- _Your objective_
A verbatim printing of the entries that follow is needed; pictures must not appear in it.

Stored data entries:
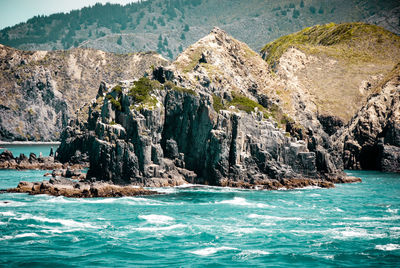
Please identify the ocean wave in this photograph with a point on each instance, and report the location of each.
(389, 218)
(156, 219)
(273, 218)
(161, 228)
(9, 237)
(7, 214)
(119, 200)
(239, 201)
(211, 250)
(394, 211)
(388, 247)
(65, 222)
(10, 203)
(355, 233)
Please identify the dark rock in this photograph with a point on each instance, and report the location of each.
(330, 123)
(68, 188)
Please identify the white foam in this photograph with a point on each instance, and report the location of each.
(239, 201)
(68, 223)
(163, 228)
(211, 250)
(9, 203)
(274, 218)
(390, 218)
(257, 252)
(246, 254)
(388, 247)
(8, 237)
(394, 211)
(7, 214)
(156, 219)
(356, 233)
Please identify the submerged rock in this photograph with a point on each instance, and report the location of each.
(202, 126)
(8, 161)
(69, 188)
(371, 140)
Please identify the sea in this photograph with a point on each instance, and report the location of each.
(351, 225)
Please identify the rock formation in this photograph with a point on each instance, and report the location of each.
(371, 140)
(211, 118)
(69, 188)
(41, 91)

- _Solution to this task_
Please identify the ocean wave in this photograph with a point on each instance, and report the location of each.
(389, 218)
(156, 219)
(273, 218)
(161, 228)
(9, 237)
(7, 214)
(119, 200)
(239, 201)
(211, 250)
(394, 211)
(388, 247)
(65, 222)
(10, 203)
(355, 233)
Please identify the dark rock in this photograph with a point on each instance, and report the location of each.
(330, 123)
(68, 188)
Please identify the white foam in this photograph with a point on each instance, and report the location of each.
(239, 201)
(68, 223)
(163, 228)
(211, 250)
(9, 203)
(274, 218)
(390, 218)
(257, 252)
(246, 254)
(388, 247)
(8, 237)
(394, 211)
(7, 214)
(156, 219)
(356, 233)
Please identify the submerged rock in this photograph with a point on each instance, and report the location of each.
(202, 126)
(8, 161)
(69, 188)
(371, 140)
Please identify the sea in this photograph with a point on each instance, and report the location of each.
(351, 225)
Please identify the rock formation in this photograph with a point on each instance, and report the location of each.
(371, 140)
(211, 118)
(69, 188)
(41, 91)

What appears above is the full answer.